TRECHO:

==*==

Salman Rushdie e o poder da perseguição na literatura
- Paulo Vinicius
- 16 de mar.
- 8 min de leitura
Refletindo sobre o atentado contra Salman Rushdie, vamos falar sobre o poder da literatura de pensar o mundo em que vivemos. E de o quanto não há mais espaço para esse tipo de perseguições.

No início de agosto, enquanto se preparava para dar uma palestra no município de Chautauqua, NY, o autor Salman Rushdie sofreu um atentado em que foi esfaqueado várias vezes por um militante muçulmano. Ele seguia uma fatwa (uma espécie de emenda à lei corânica, a muito, muito grosso modo) em que a vida do autor havia sido condenada pelo aiatolá Khomeini quando da publicação de seu best-seller, Os Versos Satânicos. Por mais de vinte anos o autor havia ficado recluso, mudando sua identidade, não divulgando endereço, não participando de eventos, com receio de que pudesse sofrer algum atentado. Em 2020, ele voltou a participar de palestras, debates, eventos, imaginando que era seguro estar em público, tendo passado tanto tempo. Infelizmente tal não era o caso. Até a publicação desta matéria, o autor passa bem e salvo alguns ferimentos e a necessidade de cirurgias, sua vida foi salva a tempo. Isso coloca em debate o fundamentalismo na literatura, não só no sentido religioso, como no ideológico.

==*==

LINHAS FORNECIDAS:
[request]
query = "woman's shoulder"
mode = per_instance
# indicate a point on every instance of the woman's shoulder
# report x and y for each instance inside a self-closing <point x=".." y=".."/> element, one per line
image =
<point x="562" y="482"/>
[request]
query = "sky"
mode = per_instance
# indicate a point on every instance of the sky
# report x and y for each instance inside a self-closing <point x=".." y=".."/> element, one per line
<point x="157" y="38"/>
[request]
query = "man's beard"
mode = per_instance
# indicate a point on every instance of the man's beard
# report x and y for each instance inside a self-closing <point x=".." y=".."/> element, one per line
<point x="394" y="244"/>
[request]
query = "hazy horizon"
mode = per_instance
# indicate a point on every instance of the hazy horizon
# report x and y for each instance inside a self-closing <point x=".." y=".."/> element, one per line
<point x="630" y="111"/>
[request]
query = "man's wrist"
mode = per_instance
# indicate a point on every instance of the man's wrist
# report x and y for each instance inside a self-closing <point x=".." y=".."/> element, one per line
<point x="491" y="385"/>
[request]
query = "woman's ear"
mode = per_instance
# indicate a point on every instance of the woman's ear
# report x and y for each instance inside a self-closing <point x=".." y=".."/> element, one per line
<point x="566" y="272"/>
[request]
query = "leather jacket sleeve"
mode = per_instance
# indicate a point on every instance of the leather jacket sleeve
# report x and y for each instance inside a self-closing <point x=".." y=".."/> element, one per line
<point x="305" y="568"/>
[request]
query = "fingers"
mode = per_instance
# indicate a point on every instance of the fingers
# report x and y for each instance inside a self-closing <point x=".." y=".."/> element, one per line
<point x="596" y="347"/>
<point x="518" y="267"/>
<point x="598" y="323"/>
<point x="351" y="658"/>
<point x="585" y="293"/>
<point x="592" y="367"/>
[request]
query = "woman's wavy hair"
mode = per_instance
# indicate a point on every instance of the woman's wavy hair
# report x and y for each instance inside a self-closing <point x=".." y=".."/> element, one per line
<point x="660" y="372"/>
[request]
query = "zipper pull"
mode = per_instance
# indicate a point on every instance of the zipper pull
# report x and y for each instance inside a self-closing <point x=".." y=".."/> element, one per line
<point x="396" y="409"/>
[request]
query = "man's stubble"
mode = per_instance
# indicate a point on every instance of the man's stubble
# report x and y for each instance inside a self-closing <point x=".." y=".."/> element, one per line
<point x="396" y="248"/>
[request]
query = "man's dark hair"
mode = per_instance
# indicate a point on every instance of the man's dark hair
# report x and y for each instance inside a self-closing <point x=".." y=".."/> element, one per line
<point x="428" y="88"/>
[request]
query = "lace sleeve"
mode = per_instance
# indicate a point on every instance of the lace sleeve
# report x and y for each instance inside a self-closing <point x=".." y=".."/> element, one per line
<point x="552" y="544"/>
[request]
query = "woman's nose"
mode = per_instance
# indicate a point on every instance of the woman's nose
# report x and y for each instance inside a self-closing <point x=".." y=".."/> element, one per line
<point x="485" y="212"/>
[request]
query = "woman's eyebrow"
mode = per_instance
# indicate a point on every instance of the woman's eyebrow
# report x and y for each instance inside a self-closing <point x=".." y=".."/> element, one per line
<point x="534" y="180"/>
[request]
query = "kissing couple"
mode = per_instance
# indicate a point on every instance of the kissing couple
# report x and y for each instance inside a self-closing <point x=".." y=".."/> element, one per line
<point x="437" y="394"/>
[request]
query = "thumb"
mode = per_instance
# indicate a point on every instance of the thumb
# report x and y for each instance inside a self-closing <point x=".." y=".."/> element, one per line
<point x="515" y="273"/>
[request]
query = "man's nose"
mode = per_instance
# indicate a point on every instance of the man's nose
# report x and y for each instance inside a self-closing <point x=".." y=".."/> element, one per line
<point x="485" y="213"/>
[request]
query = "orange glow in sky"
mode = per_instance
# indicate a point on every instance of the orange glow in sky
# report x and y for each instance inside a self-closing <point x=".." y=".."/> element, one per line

==*==

TAREFAS PROPOSTAS:
[a] Responda, com base no trecho sobre Salman Rushdie:
(i) Em que município o autor se preparava para dar uma palestra quando sofreu o atentado?
(ii) Quem condenou a vida do autor na fatwa?
(iii) Em que ano o autor voltou a participar de palestras, debates e eventos?
[b] Transcreva do trecho sobre Salman Rushdie a passagem que começa em "- 8 min de leitura" e termina em "tipo de perseguições.", incluindo esta última.
[c] Enumere as atitudes que, conforme o trecho sobre Salman Rushdie, o autor tomou durante os mais de vinte anos em que ficou recluso.

PROBLEMAS RESOLVIDOS:
[a]
(i) Em Chautauqua, NY.
(ii) O aiatolá Khomeini.
(iii) Em 2020.

[b]
- 8 min de leitura
Refletindo sobre o atentado contra Salman Rushdie, vamos falar sobre o poder da literatura de pensar o mundo em que vivemos. E de o quanto não há mais espaço para esse tipo de perseguições.

[c]
- Mudou sua identidade
- Não divulgou seu endereço
- Não participou de eventos